◆ What you are asked to do: Scale the entries from the line with "find radiator, then" up to and including the line with "[552,0,600,14]", writing out every line again, requests included. Multiply each bounding-box coordinate in the answers by 2.55 and round it to a whole number, with halves going up.

*** Data provided ***

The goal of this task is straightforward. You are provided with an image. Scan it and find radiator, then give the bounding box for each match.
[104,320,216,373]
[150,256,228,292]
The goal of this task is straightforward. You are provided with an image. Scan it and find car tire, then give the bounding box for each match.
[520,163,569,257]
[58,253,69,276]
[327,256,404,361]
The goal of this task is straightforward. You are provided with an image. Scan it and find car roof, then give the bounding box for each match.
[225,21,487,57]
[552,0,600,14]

***
*** Data provided ***

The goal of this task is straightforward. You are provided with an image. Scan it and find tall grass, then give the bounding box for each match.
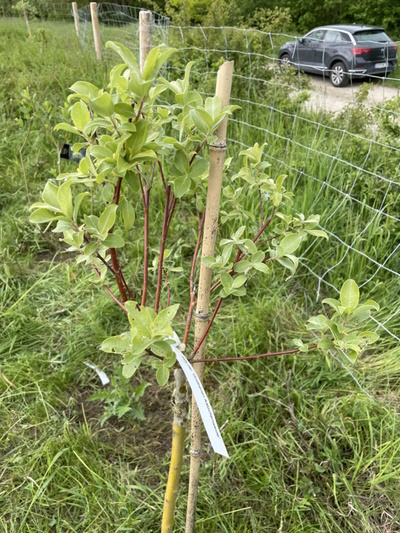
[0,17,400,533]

***

◆ Completed task:
The goal of this task is straightforward. You are provided with an image. Scan it and find radiator, then give the bounding box for each match.
[265,816,551,951]
[383,653,581,745]
The goal of this task is straightforward. You are provided with an image. Scan it and find car tire, then give the bounding box for each match.
[1326,416,1451,655]
[148,645,176,704]
[834,653,1030,921]
The goal of this task is straightforward. You are provided with an image. Scan it and find car roof, then give the bounding box for each match.
[574,54,1242,145]
[1408,0,1530,36]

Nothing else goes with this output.